■ Records to use ■

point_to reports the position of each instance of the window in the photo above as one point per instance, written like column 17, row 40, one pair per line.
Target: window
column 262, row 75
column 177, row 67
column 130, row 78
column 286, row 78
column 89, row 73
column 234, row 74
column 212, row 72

■ Given exercise ■
Pull out each record as written and restate it exactly.

■ Reply ■
point_to reports the position of each instance of the window in the photo above as one point per instance, written like column 17, row 40, one pair per line.
Target: window
column 262, row 75
column 177, row 67
column 130, row 78
column 286, row 78
column 89, row 73
column 234, row 74
column 212, row 72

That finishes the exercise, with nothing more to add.